Unos años antes había tomado otra decisión trascendental en su vida. Su hermano Juan Salvador Zuleta Calderón tenía un colegio en lo que era el caserío de Hatonuevo, La Guajira a donde Emiro había llegado a estudiar a la edad de más o menos once años. “Era mucho decir llamarlo colegio. Era un salón grande con piso de barro y unos taburetes”.
Un episodio de la cotidianidad de Hatonuevo llamó mucho la atención del entonces muchacho. “El pueblo tenía como tres calles nada más y en una casita apartada de una de esas calles, una casa blanca, pintada con cal, todas las tardes se sentaba un señor ciego, podía tener como veinte años, a tocar una dulzaina. Yo me iba calladito a verlo tocar y me sentaba a un lado de él. No le hablaba y él tampoco. Estoy seguro que él sabía que siempre se sentaba alguien a escucharlo tocar. Nunca nos hablamos”.

■ INSTRUCCIONES ■
Enumera todas las cantidades que el texto sobre Hatonuevo expresa con un número mayor que uno, junto con lo que cuentan.

■ DATOS PROPORCIONADOS ■
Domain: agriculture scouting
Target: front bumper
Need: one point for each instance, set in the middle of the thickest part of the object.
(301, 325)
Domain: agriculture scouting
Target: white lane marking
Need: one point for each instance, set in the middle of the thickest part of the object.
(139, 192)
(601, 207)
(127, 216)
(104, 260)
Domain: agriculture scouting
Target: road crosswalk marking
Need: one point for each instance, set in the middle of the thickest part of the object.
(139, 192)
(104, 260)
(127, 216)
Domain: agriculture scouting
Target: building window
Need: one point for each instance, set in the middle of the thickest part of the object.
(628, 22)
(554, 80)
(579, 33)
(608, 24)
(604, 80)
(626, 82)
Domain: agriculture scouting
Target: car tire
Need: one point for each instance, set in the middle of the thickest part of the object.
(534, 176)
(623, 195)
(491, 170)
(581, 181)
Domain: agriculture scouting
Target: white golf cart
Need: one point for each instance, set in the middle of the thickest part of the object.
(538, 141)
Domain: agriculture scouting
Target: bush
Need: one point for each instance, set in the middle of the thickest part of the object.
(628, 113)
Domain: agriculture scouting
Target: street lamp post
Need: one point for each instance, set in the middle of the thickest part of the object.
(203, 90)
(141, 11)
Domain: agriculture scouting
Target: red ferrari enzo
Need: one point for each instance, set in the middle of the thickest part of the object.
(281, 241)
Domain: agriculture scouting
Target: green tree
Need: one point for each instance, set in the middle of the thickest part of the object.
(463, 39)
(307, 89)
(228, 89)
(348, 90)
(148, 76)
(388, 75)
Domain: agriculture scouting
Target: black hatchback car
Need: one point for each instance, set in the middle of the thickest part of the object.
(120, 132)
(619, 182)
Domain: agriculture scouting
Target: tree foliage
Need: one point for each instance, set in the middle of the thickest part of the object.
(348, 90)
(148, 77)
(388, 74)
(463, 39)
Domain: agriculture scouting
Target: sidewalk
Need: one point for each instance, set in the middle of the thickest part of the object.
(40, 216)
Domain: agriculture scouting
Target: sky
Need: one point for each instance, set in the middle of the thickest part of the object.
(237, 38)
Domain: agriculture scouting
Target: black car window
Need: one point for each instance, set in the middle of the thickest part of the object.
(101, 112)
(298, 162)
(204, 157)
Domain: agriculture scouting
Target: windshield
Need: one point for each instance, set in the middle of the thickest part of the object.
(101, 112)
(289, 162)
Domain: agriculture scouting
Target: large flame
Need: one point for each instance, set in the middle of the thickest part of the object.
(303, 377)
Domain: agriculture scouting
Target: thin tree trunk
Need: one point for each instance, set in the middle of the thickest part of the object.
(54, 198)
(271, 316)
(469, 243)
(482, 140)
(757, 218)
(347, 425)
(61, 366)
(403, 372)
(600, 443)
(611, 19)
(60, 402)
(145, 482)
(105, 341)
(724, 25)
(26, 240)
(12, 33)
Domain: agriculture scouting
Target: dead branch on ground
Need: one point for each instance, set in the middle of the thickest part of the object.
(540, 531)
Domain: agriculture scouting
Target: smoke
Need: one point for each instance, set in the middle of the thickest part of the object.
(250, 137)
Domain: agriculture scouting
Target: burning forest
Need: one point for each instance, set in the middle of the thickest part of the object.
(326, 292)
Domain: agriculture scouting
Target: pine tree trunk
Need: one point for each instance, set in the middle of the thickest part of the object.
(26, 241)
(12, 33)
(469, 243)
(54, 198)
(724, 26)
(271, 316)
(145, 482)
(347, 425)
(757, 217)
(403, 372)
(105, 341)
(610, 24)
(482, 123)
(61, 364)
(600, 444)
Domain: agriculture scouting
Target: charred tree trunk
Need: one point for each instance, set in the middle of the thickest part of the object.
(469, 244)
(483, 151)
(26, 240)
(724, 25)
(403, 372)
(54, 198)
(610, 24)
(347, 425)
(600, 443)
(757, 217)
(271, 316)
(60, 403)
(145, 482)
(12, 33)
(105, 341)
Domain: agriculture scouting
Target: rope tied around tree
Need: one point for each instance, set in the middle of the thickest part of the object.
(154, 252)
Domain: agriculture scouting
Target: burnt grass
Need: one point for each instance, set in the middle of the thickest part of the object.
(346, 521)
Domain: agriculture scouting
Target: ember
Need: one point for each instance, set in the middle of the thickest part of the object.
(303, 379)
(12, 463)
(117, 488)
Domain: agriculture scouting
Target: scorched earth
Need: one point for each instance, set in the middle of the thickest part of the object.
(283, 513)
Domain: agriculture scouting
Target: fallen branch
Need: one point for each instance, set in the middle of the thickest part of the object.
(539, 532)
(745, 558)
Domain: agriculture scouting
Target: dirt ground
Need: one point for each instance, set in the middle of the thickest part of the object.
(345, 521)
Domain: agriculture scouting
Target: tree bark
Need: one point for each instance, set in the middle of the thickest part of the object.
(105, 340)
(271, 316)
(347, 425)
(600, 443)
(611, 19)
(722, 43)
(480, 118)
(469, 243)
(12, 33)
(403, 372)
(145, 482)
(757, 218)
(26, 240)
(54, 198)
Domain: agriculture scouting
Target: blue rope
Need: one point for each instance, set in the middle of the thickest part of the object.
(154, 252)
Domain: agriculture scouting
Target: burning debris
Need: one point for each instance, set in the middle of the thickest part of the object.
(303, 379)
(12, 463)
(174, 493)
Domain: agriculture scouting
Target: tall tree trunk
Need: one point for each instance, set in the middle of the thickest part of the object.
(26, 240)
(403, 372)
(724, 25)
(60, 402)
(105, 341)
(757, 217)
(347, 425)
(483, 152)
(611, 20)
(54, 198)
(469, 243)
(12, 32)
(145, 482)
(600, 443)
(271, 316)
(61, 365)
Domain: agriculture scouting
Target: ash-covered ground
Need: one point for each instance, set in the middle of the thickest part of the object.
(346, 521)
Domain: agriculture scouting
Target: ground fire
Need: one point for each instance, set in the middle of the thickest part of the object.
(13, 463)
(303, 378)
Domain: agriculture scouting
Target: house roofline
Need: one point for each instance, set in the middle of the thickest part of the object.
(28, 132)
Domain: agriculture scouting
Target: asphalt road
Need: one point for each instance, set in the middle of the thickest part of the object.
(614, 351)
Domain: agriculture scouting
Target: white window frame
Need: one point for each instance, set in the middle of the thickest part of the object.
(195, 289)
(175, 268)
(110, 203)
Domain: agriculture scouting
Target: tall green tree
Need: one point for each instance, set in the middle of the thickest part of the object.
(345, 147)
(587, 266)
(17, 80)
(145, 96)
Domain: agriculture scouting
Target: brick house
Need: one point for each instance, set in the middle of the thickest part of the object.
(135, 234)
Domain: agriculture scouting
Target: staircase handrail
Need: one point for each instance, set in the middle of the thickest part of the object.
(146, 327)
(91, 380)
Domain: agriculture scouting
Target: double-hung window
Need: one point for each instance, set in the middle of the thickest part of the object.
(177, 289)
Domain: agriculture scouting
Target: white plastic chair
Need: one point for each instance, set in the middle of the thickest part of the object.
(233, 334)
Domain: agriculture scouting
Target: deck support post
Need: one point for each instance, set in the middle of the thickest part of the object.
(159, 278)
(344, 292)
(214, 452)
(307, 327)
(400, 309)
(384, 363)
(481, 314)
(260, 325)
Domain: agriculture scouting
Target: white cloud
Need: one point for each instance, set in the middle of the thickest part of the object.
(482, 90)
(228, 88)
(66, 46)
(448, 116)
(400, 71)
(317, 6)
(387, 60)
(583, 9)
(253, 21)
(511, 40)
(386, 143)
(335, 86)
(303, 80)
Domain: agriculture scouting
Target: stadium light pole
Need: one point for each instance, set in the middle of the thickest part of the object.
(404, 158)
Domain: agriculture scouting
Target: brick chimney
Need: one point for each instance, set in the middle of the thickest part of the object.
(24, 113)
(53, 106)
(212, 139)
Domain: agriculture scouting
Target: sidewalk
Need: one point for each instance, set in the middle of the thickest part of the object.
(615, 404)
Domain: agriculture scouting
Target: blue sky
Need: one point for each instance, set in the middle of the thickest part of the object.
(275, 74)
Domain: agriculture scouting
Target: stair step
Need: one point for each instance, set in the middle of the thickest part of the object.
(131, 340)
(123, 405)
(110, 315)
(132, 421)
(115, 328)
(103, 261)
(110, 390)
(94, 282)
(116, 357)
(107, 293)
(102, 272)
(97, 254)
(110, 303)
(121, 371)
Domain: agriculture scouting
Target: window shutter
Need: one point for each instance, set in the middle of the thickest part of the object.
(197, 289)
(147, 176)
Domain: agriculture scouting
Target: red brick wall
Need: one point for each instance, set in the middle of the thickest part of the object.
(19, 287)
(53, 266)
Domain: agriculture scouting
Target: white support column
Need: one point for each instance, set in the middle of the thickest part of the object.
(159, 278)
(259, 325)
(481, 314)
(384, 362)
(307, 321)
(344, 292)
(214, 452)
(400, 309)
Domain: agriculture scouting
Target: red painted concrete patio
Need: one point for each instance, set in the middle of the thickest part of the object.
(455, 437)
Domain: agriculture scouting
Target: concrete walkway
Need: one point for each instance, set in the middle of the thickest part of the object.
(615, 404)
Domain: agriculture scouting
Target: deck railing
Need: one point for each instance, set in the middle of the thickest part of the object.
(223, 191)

■ TAREA RESUELTA ■
- once años
- tres calles
- veinte años